Exercise materials below:
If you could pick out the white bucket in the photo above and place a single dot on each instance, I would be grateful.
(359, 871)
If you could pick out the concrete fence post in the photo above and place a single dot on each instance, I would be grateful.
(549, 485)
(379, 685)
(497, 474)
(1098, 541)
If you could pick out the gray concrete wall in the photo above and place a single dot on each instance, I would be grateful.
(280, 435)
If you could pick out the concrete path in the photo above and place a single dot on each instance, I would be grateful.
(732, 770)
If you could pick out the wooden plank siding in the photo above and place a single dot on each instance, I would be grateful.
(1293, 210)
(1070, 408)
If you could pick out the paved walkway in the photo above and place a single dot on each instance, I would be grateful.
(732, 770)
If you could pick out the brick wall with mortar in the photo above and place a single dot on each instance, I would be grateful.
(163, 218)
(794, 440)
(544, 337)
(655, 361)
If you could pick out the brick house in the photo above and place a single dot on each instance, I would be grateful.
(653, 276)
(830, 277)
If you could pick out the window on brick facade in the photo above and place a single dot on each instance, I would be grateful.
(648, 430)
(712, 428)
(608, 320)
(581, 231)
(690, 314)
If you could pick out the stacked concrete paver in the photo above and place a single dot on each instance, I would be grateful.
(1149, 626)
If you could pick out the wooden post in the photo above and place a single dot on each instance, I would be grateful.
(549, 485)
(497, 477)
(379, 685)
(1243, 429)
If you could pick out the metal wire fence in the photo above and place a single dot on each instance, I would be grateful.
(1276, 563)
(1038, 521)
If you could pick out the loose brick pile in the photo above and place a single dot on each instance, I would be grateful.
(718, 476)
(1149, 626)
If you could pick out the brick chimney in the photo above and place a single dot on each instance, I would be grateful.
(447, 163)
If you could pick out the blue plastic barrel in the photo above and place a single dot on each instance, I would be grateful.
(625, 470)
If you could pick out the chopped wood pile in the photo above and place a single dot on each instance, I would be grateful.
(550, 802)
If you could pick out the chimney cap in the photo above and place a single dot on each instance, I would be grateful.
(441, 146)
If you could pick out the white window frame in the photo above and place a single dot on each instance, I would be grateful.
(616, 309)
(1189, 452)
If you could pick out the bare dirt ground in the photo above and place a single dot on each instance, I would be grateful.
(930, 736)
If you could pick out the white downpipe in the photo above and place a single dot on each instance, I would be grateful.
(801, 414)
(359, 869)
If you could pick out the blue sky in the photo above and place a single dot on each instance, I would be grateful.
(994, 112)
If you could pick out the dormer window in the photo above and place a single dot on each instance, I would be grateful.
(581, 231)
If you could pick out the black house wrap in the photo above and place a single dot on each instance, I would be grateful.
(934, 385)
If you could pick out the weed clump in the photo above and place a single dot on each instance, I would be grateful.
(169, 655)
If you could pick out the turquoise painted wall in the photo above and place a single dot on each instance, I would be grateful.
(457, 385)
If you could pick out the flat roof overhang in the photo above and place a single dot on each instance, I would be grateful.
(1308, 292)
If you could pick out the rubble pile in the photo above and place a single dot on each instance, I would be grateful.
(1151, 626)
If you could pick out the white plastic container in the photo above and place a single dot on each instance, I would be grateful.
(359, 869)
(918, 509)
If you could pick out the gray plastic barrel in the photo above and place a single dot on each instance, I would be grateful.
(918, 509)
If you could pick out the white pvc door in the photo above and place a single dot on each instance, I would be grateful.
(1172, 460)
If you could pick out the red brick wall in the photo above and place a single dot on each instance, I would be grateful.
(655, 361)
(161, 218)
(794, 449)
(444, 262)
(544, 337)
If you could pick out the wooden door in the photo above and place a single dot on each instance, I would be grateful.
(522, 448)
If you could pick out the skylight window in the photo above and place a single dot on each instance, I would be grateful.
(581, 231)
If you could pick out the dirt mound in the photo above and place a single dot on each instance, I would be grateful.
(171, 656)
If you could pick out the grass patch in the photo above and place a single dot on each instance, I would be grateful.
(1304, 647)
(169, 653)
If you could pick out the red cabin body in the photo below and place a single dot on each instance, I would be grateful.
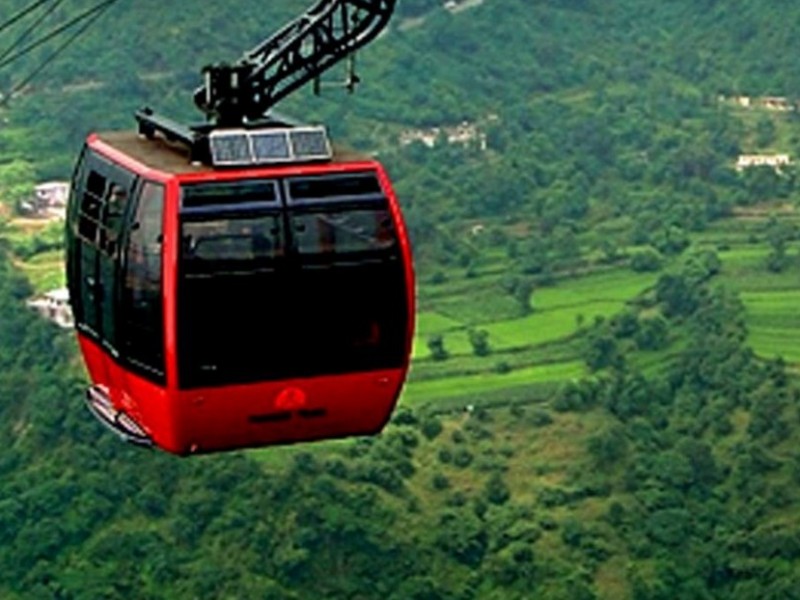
(228, 308)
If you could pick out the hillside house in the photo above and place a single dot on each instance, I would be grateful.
(463, 134)
(49, 200)
(776, 161)
(54, 306)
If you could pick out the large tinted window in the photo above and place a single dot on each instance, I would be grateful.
(142, 293)
(114, 262)
(300, 287)
(99, 203)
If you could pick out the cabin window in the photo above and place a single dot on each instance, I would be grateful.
(142, 287)
(98, 207)
(114, 262)
(313, 284)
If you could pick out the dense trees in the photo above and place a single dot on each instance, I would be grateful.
(665, 477)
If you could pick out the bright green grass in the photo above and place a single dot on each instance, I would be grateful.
(557, 311)
(744, 269)
(774, 323)
(423, 391)
(432, 322)
(547, 325)
(45, 271)
(617, 284)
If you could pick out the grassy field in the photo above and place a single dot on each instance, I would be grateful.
(771, 299)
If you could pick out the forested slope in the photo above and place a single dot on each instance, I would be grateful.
(660, 462)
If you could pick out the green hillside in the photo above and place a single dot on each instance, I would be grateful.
(603, 401)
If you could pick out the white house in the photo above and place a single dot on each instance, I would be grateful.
(54, 306)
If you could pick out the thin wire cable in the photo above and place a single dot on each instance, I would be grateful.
(28, 30)
(22, 14)
(92, 16)
(100, 7)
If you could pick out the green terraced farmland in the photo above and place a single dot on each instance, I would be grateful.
(423, 391)
(774, 323)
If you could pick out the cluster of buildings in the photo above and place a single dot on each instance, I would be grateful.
(464, 134)
(54, 306)
(773, 103)
(776, 161)
(49, 201)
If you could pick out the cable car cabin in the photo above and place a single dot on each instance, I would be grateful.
(221, 308)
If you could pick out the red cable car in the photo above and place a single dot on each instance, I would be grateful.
(237, 306)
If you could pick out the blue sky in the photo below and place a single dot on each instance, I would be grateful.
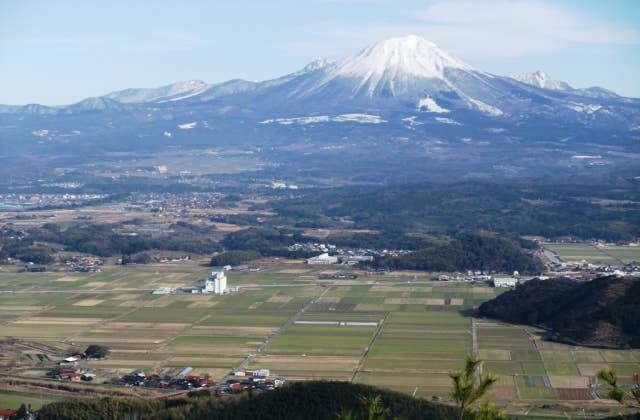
(59, 52)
End of Exercise materials.
Each record above, in full: return it exactly, pictures excluded.

Answer to the exercise ->
If you could pick out the white bucket in the photo above and place a single dot on each instance, I would be grateful.
(359, 871)
If you could pick out the concrete fence post in the photo above and place a single dot on each instance, I would be grateful.
(549, 485)
(379, 685)
(497, 474)
(1098, 541)
If you could pick out the gray concrete wall in the photo above and place a single dot on each instance, I would be grateful.
(280, 435)
If you could pick out the concrete path in the photo above and place a single dot on each instance, I would be grateful.
(732, 770)
If you could pick out the wooden plank siding in the photo above and place a single dot on each instance, I would be grateful.
(1293, 210)
(1070, 408)
If you could pick out the paved walkway in the photo above and place a single dot on each instance, I would be grateful.
(732, 770)
If you could pick out the brick wall with mortar in the photo above and place a single dot on each instance, I would be grateful.
(163, 218)
(794, 440)
(544, 337)
(655, 361)
If you could pick out the brick house in the photo above and place a single dot on each instance, I would be grateful.
(653, 276)
(830, 277)
If you could pick out the window on brick facade in the photo above and place a single dot on each instance, I would be grateful.
(648, 430)
(712, 428)
(608, 320)
(581, 231)
(690, 314)
If you could pick out the stacked concrete paver in the photo above and place a single dot on each instance, I would be grateful.
(1149, 626)
If you could pick out the wooden post in the photo above and place a single dot on each instance, I would be grateful.
(549, 485)
(497, 477)
(379, 685)
(1243, 429)
If you could pick out the metal wire fence in the photo above and place a single dot on each instance, I would be grateful.
(1276, 563)
(1038, 521)
If you could pick out the loose brick pile in the photo above and place a single dot on each instance, I would be grateful.
(718, 476)
(1149, 626)
If you could pick out the brick chimney in the photo above and place a single dot on each instance, I would be grateful.
(447, 163)
If you could pick out the blue plastic barrel in the photo above and place a single dot on each instance, I would be grateful.
(625, 470)
If you could pick out the chopped wood pile in the photo above and place a single dot on each instance, I would be grateful.
(550, 802)
If you could pick out the chimney cap in the photo above and place a single dot on each instance, I would be grateful.
(441, 146)
If you could pick out the white window frame in the photo above and place a single dot on each instance, I would be grateful.
(616, 309)
(1189, 452)
If you could pick out the bare dirt ground in the photo above and place a single dot on each instance, I would be grateful.
(930, 736)
If you could pick out the white downpipe in the photo above and place a single dot on each instance, I would be grateful.
(801, 414)
(359, 869)
If you could pick out the blue sky in the photo above and place a single dot on each instance, I would be grateful.
(994, 112)
If you could pick out the dormer window in the photo above and place a single dot on each instance, I would be grateful.
(581, 231)
If you could pick out the black house wrap in the photo above and place a single dot on each instance, I would be grateful.
(934, 385)
If you could pick out the weed clump in the photo above and place a single dot on each instance, I would be grateful.
(169, 655)
If you could pick out the turquoise painted wall in the photo above and place a single dot on each instance, I would be grateful.
(457, 385)
If you could pick out the flat roof overhang in the photo above and place a single dot on each instance, I would be grateful.
(1308, 292)
If you could pick out the rubble pile in the photo above and place a single dot on each instance, I would be grateful.
(1151, 626)
If you could pick out the white plastic container in the photo above and place a single dot on each instance, I would be grateful.
(359, 869)
(918, 509)
If you could pick out the gray plastic barrel in the photo above and place a single dot on each instance, I would be grateful.
(918, 509)
If you could pick out the white pvc door in the photo above and place a single dot on each instance, I would be grateful.
(1172, 460)
If you could pick out the red brick wall in the photo above and place a single dot on each instance, I would be grateful.
(655, 361)
(161, 218)
(794, 449)
(444, 262)
(544, 337)
If you could pick out the wooden door in the photo above and place a single dot on each instance, I would be grateful.
(522, 448)
If you could pick out the skylight window in the photo above and place a single dot on each instance, I would be grateful.
(581, 231)
If you could pick out the dirt mound in the photo above and place a single dot on each instance, I would be grateful.
(171, 656)
If you could pick out the grass patch in the photo above and place a single dot on each instance, I would be grateful.
(1304, 647)
(169, 653)
If you could pick out the red cabin body in the photo below and place a single dot on each instance, I would be grateful.
(228, 308)
If you could pick out the hillside house in the photo above and place a single dot on each instance, I would be grateful.
(463, 134)
(49, 200)
(776, 161)
(54, 306)
If you could pick out the large tinted window in the photo above and place a single dot on each instance, I would be grateful.
(142, 293)
(114, 262)
(300, 287)
(99, 203)
If you could pick out the cabin window in the photo above and place a single dot on each instance, I would be grateful.
(142, 287)
(98, 207)
(114, 262)
(313, 284)
If you could pick out the dense trees in the photo above and place a single dot on each instance, I would be grateful.
(665, 477)
If you could pick out the bright green grass in the photo above and place a single dot on each instance, I would be grateful.
(557, 311)
(744, 269)
(774, 323)
(423, 391)
(432, 322)
(547, 325)
(45, 271)
(617, 284)
If you could pick out the grassy field in the photo above and place a single dot on each instance, I would be grateful.
(771, 299)
If you could pick out the forested slope in the photo above and place a single dot on each instance, I would be grateful.
(660, 462)
If you could pick out the green hillside in the photo above and place a single dot on each instance, I would be grateful.
(603, 401)
If you could pick out the white house in the photo above and place a single dot on each instance, I would be grateful.
(54, 306)
If you could pick out the thin wire cable in the photo above and place a single dot on each instance, I would be grateful.
(28, 30)
(22, 14)
(92, 16)
(100, 7)
If you could pick out the green terraced farmland in the photo above and place a single dot on each instance, I would be grateful.
(423, 391)
(774, 323)
If you could pick out the cluster of buildings in the photo above and place a single dot on each instance, I would be grateful.
(464, 134)
(54, 306)
(773, 103)
(776, 161)
(49, 201)
If you could pick out the cable car cabin in the photo above and place a single dot on each instance, I would be grateful.
(221, 308)
If you could pick out the red cable car in the photo above and place a single dot on each instance, I would be grateful.
(237, 306)
If you could pick out the blue sky in the photo below and place a single dot on each instance, I would be grateful.
(59, 52)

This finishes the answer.